---------- Task input

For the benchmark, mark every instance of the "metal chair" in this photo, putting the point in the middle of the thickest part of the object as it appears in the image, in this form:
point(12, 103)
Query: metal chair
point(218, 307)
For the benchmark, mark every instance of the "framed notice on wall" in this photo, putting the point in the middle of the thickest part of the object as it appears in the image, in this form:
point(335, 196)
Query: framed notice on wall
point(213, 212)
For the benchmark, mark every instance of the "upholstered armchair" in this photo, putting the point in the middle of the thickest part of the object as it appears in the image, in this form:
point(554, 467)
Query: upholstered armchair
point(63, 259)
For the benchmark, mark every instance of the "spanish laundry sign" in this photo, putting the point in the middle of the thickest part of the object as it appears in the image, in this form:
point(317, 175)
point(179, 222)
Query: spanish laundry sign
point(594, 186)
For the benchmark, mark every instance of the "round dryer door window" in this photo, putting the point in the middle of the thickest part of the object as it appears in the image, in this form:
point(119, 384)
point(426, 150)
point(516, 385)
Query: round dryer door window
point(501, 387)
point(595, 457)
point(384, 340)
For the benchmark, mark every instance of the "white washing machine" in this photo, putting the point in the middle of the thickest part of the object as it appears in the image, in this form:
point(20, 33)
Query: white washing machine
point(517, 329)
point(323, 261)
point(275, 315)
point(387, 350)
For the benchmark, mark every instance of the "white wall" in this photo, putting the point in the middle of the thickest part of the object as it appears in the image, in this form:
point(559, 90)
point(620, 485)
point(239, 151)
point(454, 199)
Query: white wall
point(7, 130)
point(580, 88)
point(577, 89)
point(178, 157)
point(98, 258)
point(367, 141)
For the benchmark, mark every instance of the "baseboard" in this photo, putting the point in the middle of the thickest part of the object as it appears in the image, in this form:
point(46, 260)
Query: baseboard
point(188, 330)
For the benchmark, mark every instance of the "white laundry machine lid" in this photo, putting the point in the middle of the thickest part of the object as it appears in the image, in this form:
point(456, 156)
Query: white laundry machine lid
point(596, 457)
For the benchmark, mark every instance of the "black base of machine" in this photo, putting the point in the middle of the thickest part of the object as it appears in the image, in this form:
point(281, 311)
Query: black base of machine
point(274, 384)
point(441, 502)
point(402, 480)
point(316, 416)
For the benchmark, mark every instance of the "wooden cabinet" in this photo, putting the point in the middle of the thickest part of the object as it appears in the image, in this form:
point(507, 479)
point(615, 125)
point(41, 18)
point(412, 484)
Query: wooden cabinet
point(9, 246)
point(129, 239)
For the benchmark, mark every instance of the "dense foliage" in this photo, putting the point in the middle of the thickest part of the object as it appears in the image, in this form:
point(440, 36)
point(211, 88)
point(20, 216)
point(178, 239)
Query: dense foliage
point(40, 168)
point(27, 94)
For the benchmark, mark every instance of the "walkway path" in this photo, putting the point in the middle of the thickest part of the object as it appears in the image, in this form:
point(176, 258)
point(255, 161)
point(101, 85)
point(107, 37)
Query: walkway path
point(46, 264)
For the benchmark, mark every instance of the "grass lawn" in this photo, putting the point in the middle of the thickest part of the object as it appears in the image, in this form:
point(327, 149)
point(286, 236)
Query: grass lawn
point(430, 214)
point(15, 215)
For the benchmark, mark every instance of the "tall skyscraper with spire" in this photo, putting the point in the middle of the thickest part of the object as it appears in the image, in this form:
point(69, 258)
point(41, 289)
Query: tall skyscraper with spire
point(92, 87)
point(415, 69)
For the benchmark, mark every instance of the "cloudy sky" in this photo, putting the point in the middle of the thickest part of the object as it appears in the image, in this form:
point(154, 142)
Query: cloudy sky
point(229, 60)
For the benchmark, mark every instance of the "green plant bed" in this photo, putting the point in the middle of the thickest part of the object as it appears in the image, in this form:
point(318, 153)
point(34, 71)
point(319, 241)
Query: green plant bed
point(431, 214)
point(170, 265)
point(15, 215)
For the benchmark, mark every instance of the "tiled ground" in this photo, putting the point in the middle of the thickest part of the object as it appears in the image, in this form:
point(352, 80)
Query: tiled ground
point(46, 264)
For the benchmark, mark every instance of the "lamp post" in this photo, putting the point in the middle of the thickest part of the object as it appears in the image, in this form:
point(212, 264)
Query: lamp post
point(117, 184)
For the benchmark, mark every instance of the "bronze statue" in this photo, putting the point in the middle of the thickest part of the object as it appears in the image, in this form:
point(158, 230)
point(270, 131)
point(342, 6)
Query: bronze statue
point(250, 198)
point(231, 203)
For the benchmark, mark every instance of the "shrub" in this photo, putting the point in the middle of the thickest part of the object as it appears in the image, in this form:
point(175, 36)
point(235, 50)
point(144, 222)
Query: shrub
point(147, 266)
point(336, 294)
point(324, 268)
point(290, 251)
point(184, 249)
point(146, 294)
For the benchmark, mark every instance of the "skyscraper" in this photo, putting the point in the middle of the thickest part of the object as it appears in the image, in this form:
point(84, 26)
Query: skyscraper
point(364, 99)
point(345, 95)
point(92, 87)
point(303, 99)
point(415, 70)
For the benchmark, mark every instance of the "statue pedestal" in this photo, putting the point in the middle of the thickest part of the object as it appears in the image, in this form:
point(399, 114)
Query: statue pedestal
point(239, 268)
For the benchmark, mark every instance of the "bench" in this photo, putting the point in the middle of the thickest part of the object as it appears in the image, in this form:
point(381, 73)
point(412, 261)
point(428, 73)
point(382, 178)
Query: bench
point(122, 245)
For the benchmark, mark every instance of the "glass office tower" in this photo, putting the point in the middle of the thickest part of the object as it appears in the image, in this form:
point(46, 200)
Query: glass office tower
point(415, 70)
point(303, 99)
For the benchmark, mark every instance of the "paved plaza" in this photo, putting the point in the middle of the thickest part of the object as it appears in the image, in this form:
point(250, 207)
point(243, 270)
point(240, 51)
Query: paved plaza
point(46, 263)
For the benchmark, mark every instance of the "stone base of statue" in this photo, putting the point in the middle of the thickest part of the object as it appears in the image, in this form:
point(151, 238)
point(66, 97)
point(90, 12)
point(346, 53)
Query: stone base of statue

--------------------

■ **Set exercise**
Copy all of the lines above word for word, keeping every character and line break unchanged.

■ **Solution to the problem**
For the benchmark, mark every instance of the "metal chair" in this photo, putting the point in the middle of the thickest part of the object as it appears in the image, in this form:
point(12, 103)
Query: metal chair
point(218, 307)
For the benchmark, mark every instance of the "framed notice on wall" in this photo, putting the point in the middle of the thickest part of the object as it appears in the image, in this form:
point(335, 196)
Query: framed notice on wall
point(213, 212)
For the benchmark, mark every instance of the "upholstered armchair" in this photo, putting the point in the middle of the thickest part of the object as it appears in the image, in this form:
point(554, 467)
Query: upholstered armchair
point(63, 259)
For the benchmark, mark every instance of the "spanish laundry sign" in this photo, putting the point in the middle of the thickest part of the object as it appears in the image, in this form:
point(317, 175)
point(179, 222)
Query: spanish laundry sign
point(594, 186)
For the benchmark, mark every instance of the "round dryer door window" in this photo, putting the point in the middle of the thickest part of the object as it appears in the image, in this form:
point(119, 384)
point(426, 150)
point(516, 385)
Query: round dryer door window
point(501, 387)
point(595, 457)
point(384, 340)
For the benchmark, mark every instance of the "white washing machine" in this photo, putting the point in the middle of the thickest part of the object as it appears in the image, in this form:
point(20, 33)
Query: white washing machine
point(517, 329)
point(323, 261)
point(275, 315)
point(387, 350)
For the benchmark, mark every instance of the "white wall" in this photo, putting the point in the middle of the thickest part of the object as it appears in the image, in this form:
point(559, 90)
point(620, 485)
point(239, 151)
point(454, 199)
Query: white wall
point(7, 130)
point(580, 88)
point(577, 89)
point(178, 157)
point(98, 258)
point(367, 141)
For the benchmark, mark every instance of the "baseboard" in this photo, putting the point in the middle of the thickest part of the object as it appears in the image, in this form:
point(46, 260)
Query: baseboard
point(188, 330)
For the benchmark, mark every instance of the "white laundry machine lid" in this photo, putting the point in the middle of the thickest part of the object as it appears in the image, in this form:
point(456, 156)
Query: white laundry machine lid
point(596, 457)
For the benchmark, mark every instance of the "black base of machine" in this photo, putting the point in the middle of the thickest part of the object as it appears in the image, in this form:
point(281, 311)
Query: black base of machine
point(274, 384)
point(441, 502)
point(402, 480)
point(316, 416)
For the benchmark, mark every instance of the "wooden cabinet" in this photo, putting the point in the middle of the thickest part of the object as it appears in the image, in this form:
point(507, 479)
point(615, 125)
point(41, 18)
point(412, 484)
Query: wooden cabinet
point(9, 246)
point(129, 239)
For the benchmark, mark every instance of the "dense foliage" in this photo, putting the point in the middle of the thickest part of the object as it appears in the image, in this form:
point(440, 36)
point(211, 88)
point(20, 216)
point(178, 239)
Query: dense foliage
point(40, 168)
point(27, 94)
For the benchmark, mark every instance of the "walkway path" in this photo, putting the point in the middle of the thickest part of the object as it appears in the image, in this form:
point(176, 258)
point(255, 161)
point(101, 85)
point(107, 37)
Query: walkway path
point(46, 264)
For the benchmark, mark every instance of the "grass lawn" in this photo, putting the point in the middle of the thickest part of the object as it appears in the image, in this form:
point(327, 149)
point(286, 236)
Query: grass lawn
point(430, 214)
point(15, 215)
For the benchmark, mark every instance of the "tall skyscraper with spire" in this photo, putting the point in the middle of the thickest part of the object as it appears in the image, in this form:
point(69, 258)
point(41, 289)
Query: tall skyscraper with spire
point(92, 87)
point(415, 69)
For the benchmark, mark every instance of the "cloudy sky" in this photo, putting the point in the middle of the thickest part of the object as it appears in the image, in this form:
point(154, 142)
Query: cloudy sky
point(229, 60)
For the benchmark, mark every instance of the "green plant bed" in this photo, putting the point in the middle of the thickest part of the object as it appears in the image, in this form:
point(318, 153)
point(34, 71)
point(319, 241)
Query: green plant bed
point(431, 214)
point(170, 265)
point(15, 215)
For the benchmark, mark every instance of the "tiled ground" in this photo, putting the point in the middle of the thickest part of the object as it appears in the image, in this form:
point(352, 80)
Query: tiled ground
point(46, 264)
For the benchmark, mark every instance of the "lamp post" in this photo, putting the point in the middle of the thickest part of the object as it appears in the image, in this form:
point(212, 264)
Query: lamp post
point(117, 184)
For the benchmark, mark every instance of the "bronze statue" in this photo, putting the point in the middle of the thickest part of the object as it appears in the image, in this form:
point(158, 230)
point(270, 131)
point(342, 6)
Query: bronze statue
point(250, 198)
point(231, 203)
For the benchmark, mark every instance of the "shrub" in this photo, putting the point in the middle of the thickest part of the object as it appears in the image, in this form:
point(175, 36)
point(235, 50)
point(144, 222)
Query: shrub
point(147, 266)
point(336, 294)
point(324, 268)
point(290, 251)
point(184, 249)
point(146, 294)
For the benchmark, mark every instance of the "skyscraper" in this photo, putting the point in the middle of the thickest part of the object as it appears in the image, in this form:
point(84, 26)
Query: skyscraper
point(364, 99)
point(345, 95)
point(92, 87)
point(303, 99)
point(415, 70)
For the benchmark, mark every instance of the "statue pedestal" in this photo, putting the point in the middle of the thickest part of the object as it appears in the image, in this form:
point(399, 114)
Query: statue pedestal
point(239, 268)
For the benchmark, mark every instance of the "bench" in this photo, putting the point in the middle of the thickest part of the object as it appears in the image, in this form:
point(381, 73)
point(412, 261)
point(428, 73)
point(382, 178)
Query: bench
point(122, 245)
For the benchmark, mark every instance of the "glass office tower" in this photo, putting the point in the middle of the thickest part of the object as it appears in the image, in this form:
point(46, 200)
Query: glass office tower
point(415, 70)
point(303, 99)
For the benchmark, mark every instance of the "paved plaza" in this photo, putting the point in the middle of the thickest part of the object as it appears in the image, in this form:
point(250, 207)
point(243, 270)
point(240, 51)
Query: paved plaza
point(46, 263)
For the benchmark, mark every instance of the "stone base of statue" in this photo, putting the point in the middle of the thickest part of the object as it appears in the image, in this form:
point(151, 238)
point(66, 97)
point(90, 12)
point(346, 53)
Query: stone base of statue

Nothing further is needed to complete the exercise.